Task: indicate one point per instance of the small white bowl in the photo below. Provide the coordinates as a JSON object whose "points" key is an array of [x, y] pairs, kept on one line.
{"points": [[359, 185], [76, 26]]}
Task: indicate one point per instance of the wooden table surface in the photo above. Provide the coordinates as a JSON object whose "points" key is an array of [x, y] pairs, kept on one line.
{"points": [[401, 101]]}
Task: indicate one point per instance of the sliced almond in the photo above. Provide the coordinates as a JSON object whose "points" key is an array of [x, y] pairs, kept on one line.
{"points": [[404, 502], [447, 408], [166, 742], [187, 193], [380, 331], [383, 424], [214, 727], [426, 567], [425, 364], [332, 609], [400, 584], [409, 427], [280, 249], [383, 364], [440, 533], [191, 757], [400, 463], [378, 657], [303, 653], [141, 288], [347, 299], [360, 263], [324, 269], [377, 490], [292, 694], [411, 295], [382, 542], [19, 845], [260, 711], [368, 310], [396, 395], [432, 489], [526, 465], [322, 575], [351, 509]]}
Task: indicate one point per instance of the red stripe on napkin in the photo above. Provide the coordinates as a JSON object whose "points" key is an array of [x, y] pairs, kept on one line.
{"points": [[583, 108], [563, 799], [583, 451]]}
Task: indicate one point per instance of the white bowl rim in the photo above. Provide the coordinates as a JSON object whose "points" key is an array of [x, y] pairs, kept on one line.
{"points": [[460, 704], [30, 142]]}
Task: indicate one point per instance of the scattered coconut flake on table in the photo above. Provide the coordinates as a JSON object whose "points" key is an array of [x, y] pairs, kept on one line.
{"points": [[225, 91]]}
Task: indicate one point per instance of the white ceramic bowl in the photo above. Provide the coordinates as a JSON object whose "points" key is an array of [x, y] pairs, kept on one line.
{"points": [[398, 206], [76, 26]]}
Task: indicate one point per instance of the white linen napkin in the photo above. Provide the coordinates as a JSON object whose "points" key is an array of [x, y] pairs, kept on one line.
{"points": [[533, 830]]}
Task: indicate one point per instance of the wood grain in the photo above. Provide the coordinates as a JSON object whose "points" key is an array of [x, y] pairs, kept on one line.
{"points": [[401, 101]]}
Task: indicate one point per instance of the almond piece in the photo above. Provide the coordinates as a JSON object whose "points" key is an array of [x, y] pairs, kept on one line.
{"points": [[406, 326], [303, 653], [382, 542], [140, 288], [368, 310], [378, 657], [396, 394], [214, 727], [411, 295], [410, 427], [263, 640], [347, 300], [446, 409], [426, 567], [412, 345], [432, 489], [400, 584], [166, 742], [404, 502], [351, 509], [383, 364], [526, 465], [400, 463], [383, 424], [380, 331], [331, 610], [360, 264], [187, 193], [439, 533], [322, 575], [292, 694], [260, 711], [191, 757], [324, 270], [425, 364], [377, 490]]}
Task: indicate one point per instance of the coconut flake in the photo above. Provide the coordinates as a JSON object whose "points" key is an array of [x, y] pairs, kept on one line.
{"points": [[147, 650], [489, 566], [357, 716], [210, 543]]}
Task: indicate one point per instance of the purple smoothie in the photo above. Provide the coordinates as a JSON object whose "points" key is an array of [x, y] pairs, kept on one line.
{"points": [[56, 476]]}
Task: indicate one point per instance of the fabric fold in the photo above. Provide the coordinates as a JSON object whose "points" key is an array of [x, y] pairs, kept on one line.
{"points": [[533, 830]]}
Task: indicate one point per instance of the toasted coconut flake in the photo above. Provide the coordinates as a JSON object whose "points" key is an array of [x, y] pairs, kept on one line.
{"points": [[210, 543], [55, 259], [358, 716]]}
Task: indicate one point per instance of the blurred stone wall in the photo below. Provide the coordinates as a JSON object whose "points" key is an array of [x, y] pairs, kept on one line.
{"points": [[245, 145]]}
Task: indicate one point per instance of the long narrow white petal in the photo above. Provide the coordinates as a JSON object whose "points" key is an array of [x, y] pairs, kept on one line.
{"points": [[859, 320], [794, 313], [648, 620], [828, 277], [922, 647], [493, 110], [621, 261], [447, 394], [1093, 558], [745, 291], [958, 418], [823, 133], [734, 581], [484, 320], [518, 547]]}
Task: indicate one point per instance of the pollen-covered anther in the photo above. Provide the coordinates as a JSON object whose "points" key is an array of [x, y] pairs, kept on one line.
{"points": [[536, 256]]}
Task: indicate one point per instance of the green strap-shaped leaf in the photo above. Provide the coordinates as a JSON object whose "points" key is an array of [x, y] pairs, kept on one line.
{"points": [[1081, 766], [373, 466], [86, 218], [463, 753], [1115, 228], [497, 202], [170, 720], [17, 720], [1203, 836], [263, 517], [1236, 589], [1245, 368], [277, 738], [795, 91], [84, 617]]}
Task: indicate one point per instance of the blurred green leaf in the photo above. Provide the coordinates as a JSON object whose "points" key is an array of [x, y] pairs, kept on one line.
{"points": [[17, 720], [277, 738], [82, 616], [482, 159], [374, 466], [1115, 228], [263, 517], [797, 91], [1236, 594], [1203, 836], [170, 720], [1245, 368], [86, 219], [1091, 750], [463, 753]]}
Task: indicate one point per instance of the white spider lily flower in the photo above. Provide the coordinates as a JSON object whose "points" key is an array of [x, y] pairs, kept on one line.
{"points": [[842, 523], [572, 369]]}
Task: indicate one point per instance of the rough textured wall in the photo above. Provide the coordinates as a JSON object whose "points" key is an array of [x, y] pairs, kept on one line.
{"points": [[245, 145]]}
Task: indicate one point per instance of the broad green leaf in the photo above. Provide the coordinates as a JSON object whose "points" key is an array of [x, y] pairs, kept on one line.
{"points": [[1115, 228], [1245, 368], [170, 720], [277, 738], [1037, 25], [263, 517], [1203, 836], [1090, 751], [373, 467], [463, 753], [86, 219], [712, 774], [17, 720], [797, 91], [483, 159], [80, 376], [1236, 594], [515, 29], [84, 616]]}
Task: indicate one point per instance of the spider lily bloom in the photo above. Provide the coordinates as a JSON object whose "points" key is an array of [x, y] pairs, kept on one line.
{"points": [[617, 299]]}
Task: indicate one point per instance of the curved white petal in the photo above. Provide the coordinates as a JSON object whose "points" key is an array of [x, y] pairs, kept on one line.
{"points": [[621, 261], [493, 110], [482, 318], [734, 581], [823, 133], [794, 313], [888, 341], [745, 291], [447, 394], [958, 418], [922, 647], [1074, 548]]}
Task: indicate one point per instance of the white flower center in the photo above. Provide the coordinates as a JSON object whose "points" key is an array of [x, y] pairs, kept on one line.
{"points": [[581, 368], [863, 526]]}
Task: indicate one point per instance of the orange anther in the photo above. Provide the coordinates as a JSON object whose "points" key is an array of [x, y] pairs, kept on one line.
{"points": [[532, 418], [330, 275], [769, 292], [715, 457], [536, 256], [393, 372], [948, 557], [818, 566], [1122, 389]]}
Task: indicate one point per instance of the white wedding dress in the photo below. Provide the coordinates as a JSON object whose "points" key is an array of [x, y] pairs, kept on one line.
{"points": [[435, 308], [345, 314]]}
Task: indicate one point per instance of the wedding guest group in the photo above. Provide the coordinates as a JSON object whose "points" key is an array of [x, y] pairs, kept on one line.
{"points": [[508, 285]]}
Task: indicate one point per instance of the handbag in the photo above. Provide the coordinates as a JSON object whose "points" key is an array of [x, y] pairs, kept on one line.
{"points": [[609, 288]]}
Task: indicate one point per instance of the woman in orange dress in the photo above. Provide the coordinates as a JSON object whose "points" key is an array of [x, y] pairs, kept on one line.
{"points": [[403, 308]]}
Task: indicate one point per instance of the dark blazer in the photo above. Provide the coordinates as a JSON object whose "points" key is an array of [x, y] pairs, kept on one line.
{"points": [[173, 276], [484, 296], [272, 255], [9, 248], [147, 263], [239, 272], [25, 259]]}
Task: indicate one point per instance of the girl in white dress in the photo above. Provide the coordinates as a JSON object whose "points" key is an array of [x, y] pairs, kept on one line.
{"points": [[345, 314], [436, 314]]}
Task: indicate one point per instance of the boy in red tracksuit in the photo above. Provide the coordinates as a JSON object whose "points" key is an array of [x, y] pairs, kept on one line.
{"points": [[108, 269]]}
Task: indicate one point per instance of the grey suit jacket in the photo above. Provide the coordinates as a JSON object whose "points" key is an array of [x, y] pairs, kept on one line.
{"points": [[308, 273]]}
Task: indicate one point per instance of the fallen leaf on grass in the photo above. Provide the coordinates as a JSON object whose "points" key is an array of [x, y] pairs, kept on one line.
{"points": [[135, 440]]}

· · ·

**WRITTEN PROBLEM:**
Lines from the one containing "Task: indicate one point per instance of the white wedding" through the final line are to be given again verbatim, with nothing before or after.

**FINISHED TASK:**
Task: indicate one point per instance of the white wedding dress in the photo below. Provide the coordinates as a JSON object whose "points" key is an array of [x, y] pairs, kept on one line.
{"points": [[435, 308], [345, 314]]}
Task: indicate one point per instance of the wedding guest group in the photo above. Provide the coordinates as a JSON object whose "points" key is an array of [x, y] pairs, kept on one line.
{"points": [[508, 285]]}
Task: indicate one point per instance of the handbag in the photo above. Provide the coordinates as a JSON object whose "points" key is an array of [x, y] pairs, kept on one line.
{"points": [[609, 288]]}
Task: indicate one point per instance of the woman in orange dress in the photo above. Provide the coordinates as a JSON object whose "points" key is an array of [x, y] pairs, kept on one line.
{"points": [[403, 308]]}
Task: indicate one point per instance of the dark blazer in the photo above. Provide the coordinates as a JSON object whose "points" key is an array of [x, y] pairs, kept on one line.
{"points": [[173, 276], [484, 296], [272, 255], [9, 248], [147, 263], [239, 272], [25, 259]]}
Task: indicate one point per instance of the girl in white dress in the photo above. Provide the coordinates as a JSON object whose "points" key is an array of [x, y] pairs, kept on one line.
{"points": [[345, 314], [436, 314]]}
Task: indicate one point per instance of the boy in red tracksuit in the photo above. Provide the coordinates as a JSON object whose "points" key is an array of [x, y] pairs, kept on one line.
{"points": [[108, 269]]}
Task: indicate one point per instance of the grey suit jacket in the photo above. Provide the coordinates as a JSON object whose "points" key is an array of [x, y] pairs, kept on one line.
{"points": [[308, 273]]}
Task: indicate one point per instance of the fallen leaf on grass in the photo above. Provide the coordinates as a JSON object whose "points" key is an array of [x, y] pairs, kept on one line.
{"points": [[135, 440]]}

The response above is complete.